▸ **Material supplied**
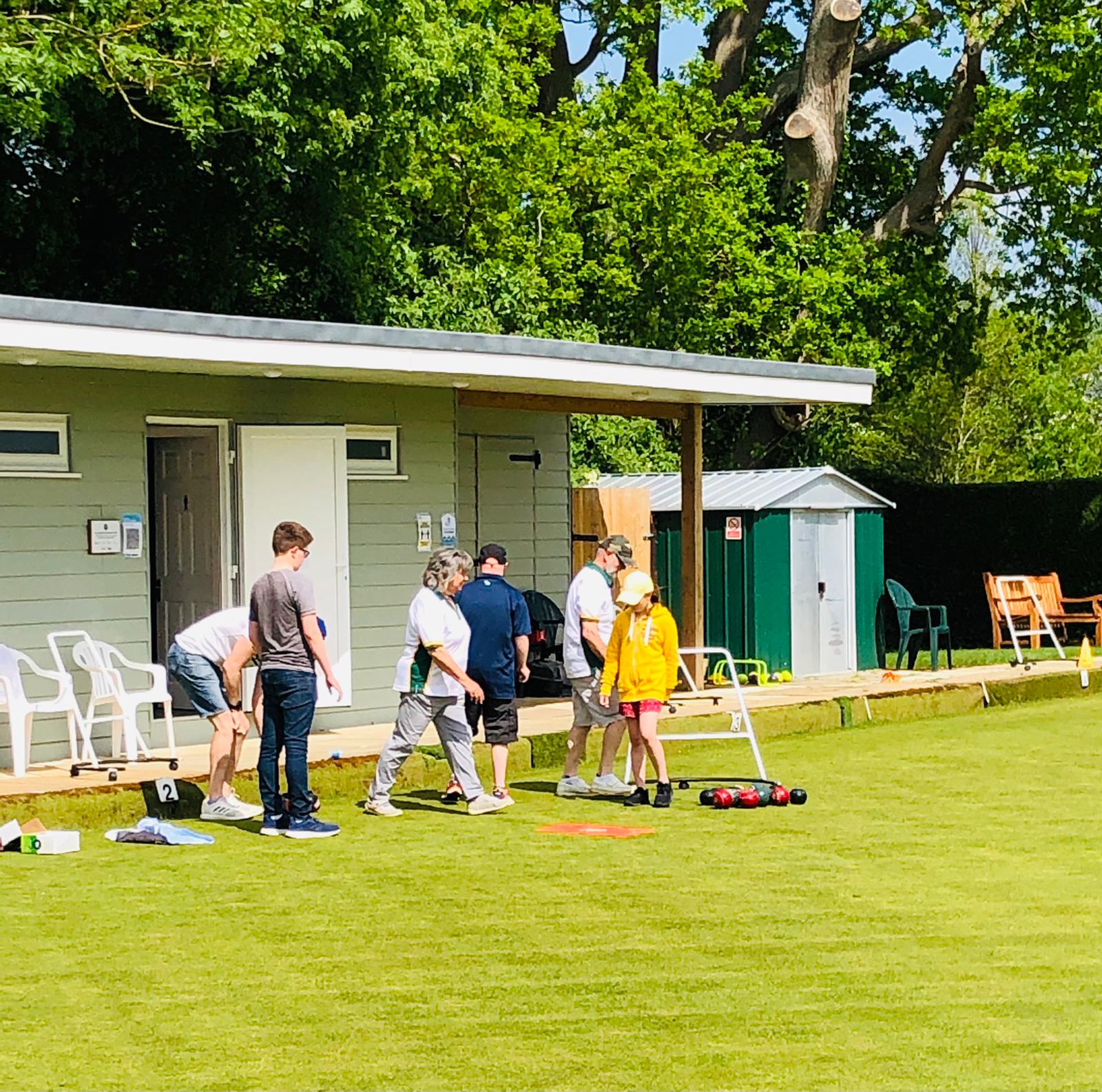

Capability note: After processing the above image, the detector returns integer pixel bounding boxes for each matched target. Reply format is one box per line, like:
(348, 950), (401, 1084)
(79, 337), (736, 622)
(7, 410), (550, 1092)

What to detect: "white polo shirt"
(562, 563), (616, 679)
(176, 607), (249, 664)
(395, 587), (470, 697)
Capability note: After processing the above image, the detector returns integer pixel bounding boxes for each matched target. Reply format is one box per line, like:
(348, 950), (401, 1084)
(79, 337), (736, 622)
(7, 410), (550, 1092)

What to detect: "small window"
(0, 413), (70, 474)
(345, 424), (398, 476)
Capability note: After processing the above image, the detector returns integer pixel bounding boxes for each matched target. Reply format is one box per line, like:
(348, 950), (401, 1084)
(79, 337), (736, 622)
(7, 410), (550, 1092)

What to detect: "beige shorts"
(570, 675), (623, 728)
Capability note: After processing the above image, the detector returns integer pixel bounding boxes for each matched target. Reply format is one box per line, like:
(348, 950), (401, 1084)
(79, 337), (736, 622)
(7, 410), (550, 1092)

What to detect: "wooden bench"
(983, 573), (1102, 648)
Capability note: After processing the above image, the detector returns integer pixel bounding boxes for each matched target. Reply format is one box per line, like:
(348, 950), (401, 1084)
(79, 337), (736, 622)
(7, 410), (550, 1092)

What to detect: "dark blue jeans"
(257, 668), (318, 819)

▸ **Problem statement**
Which lines of the listing above contain the word "What"? Copy each of those lines.

▸ **Answer to the task**
What to detect: "white polo shirt"
What to detect: "small window"
What to detect: "beige shorts"
What to detect: "wooden bench"
What to detect: "dark blue jeans"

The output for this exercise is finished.